(Records contained in a dataset)
====

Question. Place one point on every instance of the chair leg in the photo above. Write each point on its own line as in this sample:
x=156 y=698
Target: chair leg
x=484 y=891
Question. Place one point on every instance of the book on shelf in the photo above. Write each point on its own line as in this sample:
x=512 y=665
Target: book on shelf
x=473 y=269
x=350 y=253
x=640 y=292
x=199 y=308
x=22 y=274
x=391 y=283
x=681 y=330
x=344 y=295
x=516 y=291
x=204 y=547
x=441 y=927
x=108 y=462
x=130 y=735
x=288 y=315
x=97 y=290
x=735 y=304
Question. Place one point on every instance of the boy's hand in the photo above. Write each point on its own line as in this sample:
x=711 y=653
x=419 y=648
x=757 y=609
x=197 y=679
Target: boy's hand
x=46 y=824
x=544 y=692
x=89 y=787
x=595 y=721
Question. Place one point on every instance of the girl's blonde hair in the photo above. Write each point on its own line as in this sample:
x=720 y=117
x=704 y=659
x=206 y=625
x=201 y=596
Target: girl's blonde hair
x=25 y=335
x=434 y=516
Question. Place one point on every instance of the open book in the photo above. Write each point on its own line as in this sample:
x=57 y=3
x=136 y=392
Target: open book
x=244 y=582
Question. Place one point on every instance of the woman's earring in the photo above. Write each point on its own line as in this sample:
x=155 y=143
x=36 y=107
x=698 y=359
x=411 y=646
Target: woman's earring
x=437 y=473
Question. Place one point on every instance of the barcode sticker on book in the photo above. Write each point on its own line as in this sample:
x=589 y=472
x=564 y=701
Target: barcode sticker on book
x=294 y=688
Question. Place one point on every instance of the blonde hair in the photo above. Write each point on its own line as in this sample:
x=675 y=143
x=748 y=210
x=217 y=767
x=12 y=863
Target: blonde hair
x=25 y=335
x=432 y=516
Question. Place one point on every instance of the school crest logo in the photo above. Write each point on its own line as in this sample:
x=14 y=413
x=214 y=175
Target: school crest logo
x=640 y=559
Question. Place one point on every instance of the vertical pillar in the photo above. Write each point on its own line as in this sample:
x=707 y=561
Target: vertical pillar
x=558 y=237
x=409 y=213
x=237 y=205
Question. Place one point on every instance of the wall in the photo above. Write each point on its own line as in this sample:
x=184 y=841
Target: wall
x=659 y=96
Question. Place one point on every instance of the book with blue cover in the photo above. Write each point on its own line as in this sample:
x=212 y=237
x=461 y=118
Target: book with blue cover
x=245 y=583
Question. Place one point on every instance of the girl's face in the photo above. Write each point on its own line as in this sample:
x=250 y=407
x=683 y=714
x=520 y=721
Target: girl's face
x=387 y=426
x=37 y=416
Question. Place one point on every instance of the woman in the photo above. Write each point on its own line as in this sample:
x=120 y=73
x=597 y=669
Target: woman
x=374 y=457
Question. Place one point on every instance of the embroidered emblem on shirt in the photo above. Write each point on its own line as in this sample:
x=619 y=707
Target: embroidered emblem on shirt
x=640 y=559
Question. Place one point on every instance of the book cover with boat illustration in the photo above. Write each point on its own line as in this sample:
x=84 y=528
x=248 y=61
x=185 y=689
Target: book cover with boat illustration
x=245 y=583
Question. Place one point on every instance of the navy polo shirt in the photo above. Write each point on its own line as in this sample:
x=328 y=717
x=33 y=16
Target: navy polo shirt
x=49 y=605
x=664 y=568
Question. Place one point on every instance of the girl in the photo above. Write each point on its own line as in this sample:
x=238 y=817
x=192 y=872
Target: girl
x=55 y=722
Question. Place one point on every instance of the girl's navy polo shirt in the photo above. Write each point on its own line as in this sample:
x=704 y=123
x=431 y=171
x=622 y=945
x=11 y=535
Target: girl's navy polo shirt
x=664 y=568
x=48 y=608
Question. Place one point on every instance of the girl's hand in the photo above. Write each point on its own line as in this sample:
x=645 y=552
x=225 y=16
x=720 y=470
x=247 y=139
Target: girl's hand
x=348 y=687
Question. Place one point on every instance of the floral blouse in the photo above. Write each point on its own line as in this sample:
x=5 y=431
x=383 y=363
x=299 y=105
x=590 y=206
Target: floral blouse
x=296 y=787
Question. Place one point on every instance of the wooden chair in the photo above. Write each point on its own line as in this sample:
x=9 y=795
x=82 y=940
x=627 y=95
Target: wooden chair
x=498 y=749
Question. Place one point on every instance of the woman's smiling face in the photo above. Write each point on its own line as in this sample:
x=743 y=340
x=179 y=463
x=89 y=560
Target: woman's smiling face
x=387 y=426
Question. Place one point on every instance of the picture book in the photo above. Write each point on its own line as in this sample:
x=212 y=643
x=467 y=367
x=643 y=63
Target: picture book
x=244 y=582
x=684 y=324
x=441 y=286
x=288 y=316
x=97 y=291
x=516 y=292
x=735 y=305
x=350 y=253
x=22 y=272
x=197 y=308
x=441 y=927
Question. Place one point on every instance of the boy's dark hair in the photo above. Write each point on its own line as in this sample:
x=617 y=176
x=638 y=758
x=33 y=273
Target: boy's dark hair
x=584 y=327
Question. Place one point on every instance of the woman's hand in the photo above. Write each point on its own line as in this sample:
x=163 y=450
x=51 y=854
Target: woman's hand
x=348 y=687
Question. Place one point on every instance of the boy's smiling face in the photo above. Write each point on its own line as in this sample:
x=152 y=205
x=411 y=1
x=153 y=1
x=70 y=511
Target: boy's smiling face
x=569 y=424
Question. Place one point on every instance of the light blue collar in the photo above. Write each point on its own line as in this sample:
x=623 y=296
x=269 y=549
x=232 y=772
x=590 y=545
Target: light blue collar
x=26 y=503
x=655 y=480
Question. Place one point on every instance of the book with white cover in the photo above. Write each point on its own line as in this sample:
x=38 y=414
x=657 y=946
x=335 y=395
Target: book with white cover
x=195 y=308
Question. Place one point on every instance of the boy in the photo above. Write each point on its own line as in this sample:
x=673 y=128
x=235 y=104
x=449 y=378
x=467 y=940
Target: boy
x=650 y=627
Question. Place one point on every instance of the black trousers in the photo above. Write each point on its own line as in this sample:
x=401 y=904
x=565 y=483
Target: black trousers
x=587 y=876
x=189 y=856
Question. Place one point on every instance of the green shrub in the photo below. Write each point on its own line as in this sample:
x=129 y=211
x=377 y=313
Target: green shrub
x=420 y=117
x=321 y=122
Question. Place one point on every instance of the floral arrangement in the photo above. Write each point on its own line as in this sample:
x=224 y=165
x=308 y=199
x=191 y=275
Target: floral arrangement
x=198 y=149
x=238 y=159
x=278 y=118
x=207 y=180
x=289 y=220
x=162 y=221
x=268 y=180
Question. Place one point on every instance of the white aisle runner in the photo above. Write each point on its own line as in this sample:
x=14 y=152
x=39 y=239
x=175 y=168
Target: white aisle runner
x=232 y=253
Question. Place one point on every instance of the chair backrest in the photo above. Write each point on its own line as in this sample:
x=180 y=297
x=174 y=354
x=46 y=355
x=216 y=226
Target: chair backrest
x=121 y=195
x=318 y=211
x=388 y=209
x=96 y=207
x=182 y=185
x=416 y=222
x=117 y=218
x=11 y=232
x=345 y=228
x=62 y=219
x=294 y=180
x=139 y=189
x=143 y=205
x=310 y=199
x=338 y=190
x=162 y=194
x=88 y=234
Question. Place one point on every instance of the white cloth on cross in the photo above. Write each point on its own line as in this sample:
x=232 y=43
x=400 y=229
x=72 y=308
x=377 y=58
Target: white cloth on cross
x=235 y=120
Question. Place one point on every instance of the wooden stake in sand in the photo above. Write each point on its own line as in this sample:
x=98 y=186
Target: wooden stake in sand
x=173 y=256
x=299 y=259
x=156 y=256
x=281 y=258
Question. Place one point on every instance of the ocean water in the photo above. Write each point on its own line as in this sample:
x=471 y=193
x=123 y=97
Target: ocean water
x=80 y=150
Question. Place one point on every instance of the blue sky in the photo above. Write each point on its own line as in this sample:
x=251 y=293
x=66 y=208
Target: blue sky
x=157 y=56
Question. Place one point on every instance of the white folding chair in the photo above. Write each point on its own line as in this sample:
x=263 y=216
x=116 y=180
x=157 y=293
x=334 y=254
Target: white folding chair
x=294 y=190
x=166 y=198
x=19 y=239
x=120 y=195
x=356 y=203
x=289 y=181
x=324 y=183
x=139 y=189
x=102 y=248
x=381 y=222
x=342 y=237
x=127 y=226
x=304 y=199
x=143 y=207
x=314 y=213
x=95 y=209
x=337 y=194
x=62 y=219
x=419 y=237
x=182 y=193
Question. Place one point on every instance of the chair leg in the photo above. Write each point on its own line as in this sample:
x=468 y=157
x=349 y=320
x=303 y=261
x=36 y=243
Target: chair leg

====

(Problem details): Among the entries above, the lines between the ones containing "x=250 y=407" and "x=185 y=689", inclusive, are to be transcribed exactly. No other line is to be given.

(Answer section):
x=250 y=407
x=683 y=714
x=520 y=721
Target: girl's face
x=387 y=426
x=37 y=416
Question. Place one point on every instance of the woman in the photo above. Write each point on its own line as in this sample:
x=120 y=73
x=597 y=669
Target: woman
x=374 y=457
Question. Place one point on every instance of the embroidered emblem on shirt in the photo above. Write each point on its own line as in this sample:
x=619 y=707
Target: embroidered emblem on shirt
x=640 y=559
Question. Place one point on every instance of the book cover with boat illustration in the photo above. Write each point on its own line as in this sample:
x=84 y=528
x=248 y=61
x=185 y=689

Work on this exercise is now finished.